#### COMPLETE THE FOLLOWING
1 – In the passage on age-adapted saliency models, how was the age-adapted framework applied to the patch-based model?
2 – Pick up the passage on age-adapted saliency models after its final sentence and continue writing it.

-- start of PASSAGE --

Several computational models for visual saliency have been developed in past work to provide important insights into the underlying mechanisms of the human visual system. All existing models involve learning to predict regions of interest in images by considering the gaze behavior of young adults. Thus, these models are optimized to predict fixations of young adults, but at the same time, prediction accuracy of these models are not optimal for other age groups. Given the varying viewing behavior of observers belonging to different age groups as highlighted in the last section, provide us opportunity to optimize the prediction performance of existing modes for other age groups as well.

We introduced a basic framework for age-adapted saliency models in the last section using the results of our analysis. This framework can be used to upgrade the state-of-the-art computational models to enable their predicted saliency maps to reflect the age related differences more accurately in scene-viewing behavior.

In the proposed work, our age-adapted framework was tested with two types of computational models [5], [11]. We chose these models carefully in light of the fact that they had different modeling architectures. We verified that the proposed age-adapted framework was generalizable, and could be applied to any type of existing model as, most of them follow the same basic structure with minor variations. The models chosen were the following:

The Itti’s model [5], where different visual features are extracted over multiple scales of the input image and a saliency map is obtained by linearly integrating these feature maps into one. The proposed age-adapted framework was incorporated with this model by applying the multi-scale feature subset selection mechanism with a different set of optimal weights of feature integration learned over our age specific gaze dataset. 2. 2.

A patch-based, age-adapted model was inspired by the patch-based method of saliency predictions [11], where the aim is to detect the saliency of the scene based on dissimilarity among neighbouring patches. The existing model was modified and the age-adapted framework was applied by varying patch size and the age-adapted weighting factor for the center bias.

The selection of these models relies on the fact that most of the bottom-up computational models follow this basic structure.

-- end of PASSAGE --
-- start of DATA SHOWN --

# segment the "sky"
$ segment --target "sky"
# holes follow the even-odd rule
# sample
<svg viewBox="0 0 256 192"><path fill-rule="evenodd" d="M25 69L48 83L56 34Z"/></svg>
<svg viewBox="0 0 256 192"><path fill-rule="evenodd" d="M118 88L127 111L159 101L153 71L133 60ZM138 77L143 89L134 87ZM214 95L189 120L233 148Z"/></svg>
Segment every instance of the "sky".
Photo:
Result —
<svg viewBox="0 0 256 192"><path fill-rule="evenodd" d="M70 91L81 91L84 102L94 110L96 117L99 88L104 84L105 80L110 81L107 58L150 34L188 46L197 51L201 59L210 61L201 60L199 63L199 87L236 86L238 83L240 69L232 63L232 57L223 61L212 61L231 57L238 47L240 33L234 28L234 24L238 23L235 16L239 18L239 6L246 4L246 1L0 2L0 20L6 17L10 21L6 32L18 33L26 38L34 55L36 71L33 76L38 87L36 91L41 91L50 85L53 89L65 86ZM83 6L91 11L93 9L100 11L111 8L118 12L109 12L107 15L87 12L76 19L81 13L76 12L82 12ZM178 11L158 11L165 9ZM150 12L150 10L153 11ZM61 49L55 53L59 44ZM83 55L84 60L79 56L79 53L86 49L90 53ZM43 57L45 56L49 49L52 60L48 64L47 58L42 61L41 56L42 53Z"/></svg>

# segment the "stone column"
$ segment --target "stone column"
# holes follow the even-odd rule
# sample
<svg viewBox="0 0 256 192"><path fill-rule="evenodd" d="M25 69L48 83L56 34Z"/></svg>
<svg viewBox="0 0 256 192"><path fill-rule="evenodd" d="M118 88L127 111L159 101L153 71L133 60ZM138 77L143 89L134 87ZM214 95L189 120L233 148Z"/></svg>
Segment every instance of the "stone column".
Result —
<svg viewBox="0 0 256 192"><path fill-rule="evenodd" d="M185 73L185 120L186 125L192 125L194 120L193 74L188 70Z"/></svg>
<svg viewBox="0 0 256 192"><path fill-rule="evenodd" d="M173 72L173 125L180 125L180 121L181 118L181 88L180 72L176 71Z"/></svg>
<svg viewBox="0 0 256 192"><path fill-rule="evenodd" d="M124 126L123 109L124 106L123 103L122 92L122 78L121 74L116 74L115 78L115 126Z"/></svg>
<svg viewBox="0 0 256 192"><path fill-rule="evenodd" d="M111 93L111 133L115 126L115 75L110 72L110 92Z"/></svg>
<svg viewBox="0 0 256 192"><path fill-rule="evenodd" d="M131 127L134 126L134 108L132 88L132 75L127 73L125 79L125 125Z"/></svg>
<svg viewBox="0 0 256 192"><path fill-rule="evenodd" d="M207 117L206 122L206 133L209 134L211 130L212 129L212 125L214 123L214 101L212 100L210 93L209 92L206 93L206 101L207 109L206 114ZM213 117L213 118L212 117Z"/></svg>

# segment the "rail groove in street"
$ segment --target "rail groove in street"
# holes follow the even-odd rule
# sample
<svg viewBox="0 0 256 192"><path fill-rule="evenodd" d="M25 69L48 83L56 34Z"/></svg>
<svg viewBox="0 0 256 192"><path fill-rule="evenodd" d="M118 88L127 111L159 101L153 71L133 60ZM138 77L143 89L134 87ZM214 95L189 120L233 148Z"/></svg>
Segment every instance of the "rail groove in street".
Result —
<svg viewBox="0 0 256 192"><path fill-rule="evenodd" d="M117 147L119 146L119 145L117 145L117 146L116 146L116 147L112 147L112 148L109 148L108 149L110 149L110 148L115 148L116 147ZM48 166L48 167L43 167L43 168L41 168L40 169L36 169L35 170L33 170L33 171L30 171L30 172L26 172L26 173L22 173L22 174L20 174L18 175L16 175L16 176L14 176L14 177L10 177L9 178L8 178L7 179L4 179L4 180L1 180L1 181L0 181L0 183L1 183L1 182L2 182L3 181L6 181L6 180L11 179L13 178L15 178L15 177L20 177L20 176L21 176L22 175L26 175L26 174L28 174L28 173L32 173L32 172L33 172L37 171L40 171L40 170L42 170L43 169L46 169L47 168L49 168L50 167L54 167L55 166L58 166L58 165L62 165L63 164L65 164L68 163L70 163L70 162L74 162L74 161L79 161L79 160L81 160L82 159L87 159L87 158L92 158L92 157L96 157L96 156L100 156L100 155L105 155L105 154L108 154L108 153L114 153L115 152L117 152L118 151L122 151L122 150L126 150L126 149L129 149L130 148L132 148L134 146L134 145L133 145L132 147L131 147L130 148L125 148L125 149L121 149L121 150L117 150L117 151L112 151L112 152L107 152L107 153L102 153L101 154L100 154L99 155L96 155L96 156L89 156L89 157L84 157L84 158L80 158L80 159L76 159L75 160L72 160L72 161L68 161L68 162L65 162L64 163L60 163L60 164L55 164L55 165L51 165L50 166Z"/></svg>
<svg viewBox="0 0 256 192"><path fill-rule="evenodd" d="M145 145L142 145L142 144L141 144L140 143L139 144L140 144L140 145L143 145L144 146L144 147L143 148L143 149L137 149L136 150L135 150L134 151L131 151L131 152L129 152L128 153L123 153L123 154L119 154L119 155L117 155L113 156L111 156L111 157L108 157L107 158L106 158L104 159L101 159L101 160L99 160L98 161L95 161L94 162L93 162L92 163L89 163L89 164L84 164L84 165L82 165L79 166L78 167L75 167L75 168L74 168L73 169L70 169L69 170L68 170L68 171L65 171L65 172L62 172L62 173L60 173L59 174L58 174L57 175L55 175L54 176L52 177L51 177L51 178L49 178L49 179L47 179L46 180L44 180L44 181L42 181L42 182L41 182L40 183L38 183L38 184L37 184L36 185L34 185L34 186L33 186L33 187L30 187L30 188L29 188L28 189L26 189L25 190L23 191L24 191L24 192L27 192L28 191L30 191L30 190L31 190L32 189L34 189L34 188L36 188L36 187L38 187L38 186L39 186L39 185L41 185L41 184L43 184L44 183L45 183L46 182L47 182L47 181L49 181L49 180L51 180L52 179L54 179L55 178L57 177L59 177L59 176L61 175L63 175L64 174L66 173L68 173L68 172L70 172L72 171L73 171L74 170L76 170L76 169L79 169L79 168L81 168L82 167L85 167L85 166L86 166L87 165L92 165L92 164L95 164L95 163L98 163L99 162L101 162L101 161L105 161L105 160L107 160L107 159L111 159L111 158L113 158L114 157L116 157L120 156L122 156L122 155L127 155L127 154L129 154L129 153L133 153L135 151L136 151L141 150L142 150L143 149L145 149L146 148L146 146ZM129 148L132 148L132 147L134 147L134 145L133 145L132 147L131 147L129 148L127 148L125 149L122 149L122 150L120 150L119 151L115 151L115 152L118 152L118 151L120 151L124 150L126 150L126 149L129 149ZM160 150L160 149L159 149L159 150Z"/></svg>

-- end of DATA SHOWN --

#### RESPONSES TO THE TASKS
1 – It was applied by varying the patch size and the age-adapted weighting factor for the center bias.

2 –
3.1 Age-adapted multi-scale feature subset selection and optimization based model

Most existing bottom-up models follow the basic multi-scale feature selection architecture proposed by Itti et al [5]. In these models, we observe the following basic structure: (a) Basic visual features such as color, intensity, and orientation, are extracted over multiple scales of the image, where each scale represents a different level of detail in the scene. (b) All features are investigated in parallel, to obtain the conspicuity map for each feature channel. (c) These features are integrated to obtain the saliency map.

There are three concerns in developing an age-adapted model over this basic structure of saliency prediction - First, we need to choose the appropriate set of feature scales for different age groups, as our results suggest that different age groups tend to explore different levels of detail in scenes. Second, we need to include the center bias in the proposed model by considering the fact that the strength of the center bias varies with observer age. Third, we need to combine the extracted features over an optimized set of weights for different age groups. This optimization is achieved through a supervised way of learning weights for different age groups.

**(a) Multi-scale feature subset selection: Proposed S+C

**We used the multi-scale feature extraction technique proposed in the famous Itti et al.’s saliency model [5]. The different scales represented the different levels of detail in scenes, from finer details to coarser object-level details. As stated earlier for more explorative observers, all levels of details were important and, hence, all feature scales were used to learn the model; for the less explorative observers, only coarser-level details were important and, so, only a few scales sufficed.

Observers from different age groups showed different levels of explorativenss. Thus, to make our model adapt to age-related differences in scene viewing behavior, we focused on a feature scale selection mechanism, where we identified the subsets of the feature maps that best represented the different levels of details viewed by the observers of different age groups.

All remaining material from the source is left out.